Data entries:
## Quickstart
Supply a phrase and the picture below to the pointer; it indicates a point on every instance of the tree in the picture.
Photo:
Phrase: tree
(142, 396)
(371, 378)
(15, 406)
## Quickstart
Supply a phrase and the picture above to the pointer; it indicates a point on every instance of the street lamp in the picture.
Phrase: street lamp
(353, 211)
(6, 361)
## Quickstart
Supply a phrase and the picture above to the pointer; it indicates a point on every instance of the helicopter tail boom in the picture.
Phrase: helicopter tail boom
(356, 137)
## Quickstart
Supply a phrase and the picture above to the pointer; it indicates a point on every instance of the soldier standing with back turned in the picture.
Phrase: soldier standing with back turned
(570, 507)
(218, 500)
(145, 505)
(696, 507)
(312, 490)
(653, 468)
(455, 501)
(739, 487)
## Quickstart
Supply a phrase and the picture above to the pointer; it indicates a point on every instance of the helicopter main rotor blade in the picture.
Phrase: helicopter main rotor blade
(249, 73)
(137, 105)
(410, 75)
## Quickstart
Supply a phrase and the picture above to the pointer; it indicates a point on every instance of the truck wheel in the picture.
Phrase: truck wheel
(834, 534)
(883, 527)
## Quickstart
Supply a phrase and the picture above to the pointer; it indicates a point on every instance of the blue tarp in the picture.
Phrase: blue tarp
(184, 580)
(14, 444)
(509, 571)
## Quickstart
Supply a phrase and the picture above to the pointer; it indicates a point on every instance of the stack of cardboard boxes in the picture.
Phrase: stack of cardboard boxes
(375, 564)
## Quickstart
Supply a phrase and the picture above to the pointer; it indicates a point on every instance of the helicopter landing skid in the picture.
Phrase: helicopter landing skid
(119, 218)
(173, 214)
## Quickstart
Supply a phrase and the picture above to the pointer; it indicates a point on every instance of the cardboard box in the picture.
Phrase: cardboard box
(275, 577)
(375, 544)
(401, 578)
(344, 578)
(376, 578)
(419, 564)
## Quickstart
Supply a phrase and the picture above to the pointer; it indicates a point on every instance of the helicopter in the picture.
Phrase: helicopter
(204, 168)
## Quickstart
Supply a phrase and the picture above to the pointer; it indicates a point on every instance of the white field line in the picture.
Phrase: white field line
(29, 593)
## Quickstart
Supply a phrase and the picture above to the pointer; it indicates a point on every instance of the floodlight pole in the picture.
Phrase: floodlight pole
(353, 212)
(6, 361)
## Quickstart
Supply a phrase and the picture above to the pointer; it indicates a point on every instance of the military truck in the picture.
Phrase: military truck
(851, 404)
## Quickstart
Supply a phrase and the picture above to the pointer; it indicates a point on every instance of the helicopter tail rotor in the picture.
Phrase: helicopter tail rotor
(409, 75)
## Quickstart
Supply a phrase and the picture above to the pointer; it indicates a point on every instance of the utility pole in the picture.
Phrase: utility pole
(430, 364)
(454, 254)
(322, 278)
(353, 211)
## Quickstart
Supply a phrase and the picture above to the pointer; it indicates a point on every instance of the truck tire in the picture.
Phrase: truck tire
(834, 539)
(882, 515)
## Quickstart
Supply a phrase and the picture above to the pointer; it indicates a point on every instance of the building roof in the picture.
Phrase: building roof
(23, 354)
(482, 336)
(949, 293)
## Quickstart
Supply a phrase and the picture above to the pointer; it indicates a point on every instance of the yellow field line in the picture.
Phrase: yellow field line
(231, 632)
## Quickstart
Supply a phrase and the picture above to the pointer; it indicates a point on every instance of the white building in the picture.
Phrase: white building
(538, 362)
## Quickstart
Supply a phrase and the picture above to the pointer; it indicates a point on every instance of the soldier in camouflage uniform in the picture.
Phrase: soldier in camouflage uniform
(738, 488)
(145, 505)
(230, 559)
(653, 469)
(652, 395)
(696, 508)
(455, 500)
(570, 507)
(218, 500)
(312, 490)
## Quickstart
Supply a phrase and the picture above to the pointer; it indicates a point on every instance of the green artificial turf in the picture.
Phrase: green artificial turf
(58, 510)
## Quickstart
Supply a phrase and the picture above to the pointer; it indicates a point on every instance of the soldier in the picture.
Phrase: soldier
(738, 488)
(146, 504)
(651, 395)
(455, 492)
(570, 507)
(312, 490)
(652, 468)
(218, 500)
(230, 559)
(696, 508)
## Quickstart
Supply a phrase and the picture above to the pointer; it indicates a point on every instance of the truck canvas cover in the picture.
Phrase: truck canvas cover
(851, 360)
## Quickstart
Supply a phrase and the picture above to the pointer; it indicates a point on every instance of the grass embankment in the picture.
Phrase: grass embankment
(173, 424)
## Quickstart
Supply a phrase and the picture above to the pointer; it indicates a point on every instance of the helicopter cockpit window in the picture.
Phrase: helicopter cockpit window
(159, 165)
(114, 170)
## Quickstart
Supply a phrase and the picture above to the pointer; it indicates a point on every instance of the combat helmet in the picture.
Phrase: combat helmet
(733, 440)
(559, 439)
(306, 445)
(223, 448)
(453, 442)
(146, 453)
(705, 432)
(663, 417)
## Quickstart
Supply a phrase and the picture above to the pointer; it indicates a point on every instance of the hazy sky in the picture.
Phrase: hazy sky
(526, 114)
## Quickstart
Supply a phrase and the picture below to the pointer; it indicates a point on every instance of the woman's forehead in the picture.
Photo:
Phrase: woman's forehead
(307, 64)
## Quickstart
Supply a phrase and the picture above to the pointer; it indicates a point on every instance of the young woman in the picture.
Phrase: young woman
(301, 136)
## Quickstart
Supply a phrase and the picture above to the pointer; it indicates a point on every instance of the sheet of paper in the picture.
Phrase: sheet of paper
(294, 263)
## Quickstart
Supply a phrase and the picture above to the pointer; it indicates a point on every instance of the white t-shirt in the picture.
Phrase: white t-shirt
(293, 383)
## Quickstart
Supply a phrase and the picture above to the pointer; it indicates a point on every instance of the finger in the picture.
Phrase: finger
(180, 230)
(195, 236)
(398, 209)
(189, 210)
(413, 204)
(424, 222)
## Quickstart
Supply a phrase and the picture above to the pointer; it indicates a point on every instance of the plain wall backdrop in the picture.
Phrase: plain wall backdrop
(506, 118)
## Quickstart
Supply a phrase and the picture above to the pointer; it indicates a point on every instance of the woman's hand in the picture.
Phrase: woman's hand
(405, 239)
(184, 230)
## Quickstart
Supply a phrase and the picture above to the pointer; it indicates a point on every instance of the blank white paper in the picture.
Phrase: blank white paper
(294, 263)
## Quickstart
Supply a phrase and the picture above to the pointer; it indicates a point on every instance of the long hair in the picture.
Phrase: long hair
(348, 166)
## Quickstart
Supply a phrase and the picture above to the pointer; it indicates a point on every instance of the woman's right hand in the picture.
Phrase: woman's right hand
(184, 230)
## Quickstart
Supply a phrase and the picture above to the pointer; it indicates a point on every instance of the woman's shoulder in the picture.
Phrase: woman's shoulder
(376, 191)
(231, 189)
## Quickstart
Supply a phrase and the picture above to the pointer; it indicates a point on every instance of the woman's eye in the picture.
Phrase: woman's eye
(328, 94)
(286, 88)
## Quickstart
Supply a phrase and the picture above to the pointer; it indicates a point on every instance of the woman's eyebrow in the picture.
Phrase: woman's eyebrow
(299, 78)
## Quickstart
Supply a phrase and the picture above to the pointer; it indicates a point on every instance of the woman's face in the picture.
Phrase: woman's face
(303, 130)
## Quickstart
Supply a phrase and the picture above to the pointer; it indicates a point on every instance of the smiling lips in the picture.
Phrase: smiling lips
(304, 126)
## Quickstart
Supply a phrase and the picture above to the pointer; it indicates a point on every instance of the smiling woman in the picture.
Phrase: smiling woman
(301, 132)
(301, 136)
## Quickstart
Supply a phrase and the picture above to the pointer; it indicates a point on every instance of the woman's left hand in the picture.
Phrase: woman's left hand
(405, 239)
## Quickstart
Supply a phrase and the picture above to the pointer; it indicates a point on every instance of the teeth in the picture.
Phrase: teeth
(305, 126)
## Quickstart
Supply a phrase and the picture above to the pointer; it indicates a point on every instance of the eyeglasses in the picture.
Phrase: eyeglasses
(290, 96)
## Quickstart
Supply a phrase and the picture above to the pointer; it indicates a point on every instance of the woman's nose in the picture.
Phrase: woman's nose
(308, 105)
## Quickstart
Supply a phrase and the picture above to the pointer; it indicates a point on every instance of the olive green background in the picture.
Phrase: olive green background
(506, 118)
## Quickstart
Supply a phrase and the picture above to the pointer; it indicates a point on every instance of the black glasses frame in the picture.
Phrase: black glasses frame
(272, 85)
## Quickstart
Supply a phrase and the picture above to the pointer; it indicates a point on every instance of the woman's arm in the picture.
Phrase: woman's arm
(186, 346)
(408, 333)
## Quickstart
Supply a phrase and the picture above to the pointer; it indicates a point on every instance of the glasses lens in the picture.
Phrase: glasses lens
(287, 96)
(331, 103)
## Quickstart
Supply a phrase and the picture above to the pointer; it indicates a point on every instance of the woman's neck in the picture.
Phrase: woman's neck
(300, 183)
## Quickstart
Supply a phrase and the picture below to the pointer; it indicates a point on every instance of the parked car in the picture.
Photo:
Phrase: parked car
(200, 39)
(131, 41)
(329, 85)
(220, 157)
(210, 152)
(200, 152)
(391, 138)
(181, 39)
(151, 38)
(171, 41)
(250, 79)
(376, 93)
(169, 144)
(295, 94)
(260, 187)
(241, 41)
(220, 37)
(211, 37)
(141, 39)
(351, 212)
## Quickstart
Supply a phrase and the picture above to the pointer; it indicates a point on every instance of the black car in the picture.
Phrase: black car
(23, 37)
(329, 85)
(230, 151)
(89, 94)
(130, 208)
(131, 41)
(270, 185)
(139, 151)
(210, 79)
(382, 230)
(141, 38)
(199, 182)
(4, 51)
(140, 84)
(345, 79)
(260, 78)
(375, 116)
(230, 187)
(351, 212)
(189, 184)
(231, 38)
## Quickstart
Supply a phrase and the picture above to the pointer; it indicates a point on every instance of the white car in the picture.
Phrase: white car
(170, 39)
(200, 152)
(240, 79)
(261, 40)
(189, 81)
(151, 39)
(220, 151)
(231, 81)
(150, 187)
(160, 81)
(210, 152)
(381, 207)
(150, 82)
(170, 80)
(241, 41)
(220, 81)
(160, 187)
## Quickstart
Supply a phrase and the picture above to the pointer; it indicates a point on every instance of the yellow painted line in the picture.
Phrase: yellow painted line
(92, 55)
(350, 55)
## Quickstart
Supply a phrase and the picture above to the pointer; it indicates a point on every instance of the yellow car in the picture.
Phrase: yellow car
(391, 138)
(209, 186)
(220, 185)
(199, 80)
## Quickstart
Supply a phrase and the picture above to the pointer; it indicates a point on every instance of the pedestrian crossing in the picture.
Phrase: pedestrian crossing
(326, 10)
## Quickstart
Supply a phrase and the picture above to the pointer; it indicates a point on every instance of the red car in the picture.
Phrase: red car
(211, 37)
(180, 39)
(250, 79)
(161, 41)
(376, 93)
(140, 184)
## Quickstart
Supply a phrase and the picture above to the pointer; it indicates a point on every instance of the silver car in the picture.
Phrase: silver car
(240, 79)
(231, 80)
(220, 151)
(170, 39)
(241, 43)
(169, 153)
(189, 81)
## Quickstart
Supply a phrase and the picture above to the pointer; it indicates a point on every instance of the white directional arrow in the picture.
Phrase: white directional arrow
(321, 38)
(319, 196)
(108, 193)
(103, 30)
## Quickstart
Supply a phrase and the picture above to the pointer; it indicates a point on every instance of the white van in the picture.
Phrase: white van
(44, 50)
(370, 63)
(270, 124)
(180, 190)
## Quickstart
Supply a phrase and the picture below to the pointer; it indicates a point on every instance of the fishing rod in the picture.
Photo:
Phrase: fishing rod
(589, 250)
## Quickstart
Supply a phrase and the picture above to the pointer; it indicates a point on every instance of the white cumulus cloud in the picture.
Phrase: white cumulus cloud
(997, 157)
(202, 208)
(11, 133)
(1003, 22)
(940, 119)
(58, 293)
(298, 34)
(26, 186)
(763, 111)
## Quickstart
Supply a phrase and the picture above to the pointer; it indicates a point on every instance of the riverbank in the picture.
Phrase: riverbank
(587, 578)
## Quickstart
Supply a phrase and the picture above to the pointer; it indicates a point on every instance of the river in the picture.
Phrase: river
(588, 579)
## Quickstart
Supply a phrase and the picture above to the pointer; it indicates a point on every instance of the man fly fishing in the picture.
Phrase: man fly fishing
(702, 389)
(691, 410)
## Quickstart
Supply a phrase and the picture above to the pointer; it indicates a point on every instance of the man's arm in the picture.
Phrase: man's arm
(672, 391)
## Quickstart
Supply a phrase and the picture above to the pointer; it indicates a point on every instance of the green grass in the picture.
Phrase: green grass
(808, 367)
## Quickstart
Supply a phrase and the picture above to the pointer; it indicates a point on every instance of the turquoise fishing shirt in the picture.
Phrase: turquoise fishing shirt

• _Short problem_
How many lines of the material above contain the string "long"? Reply with the number only.

• _Answer in full_
2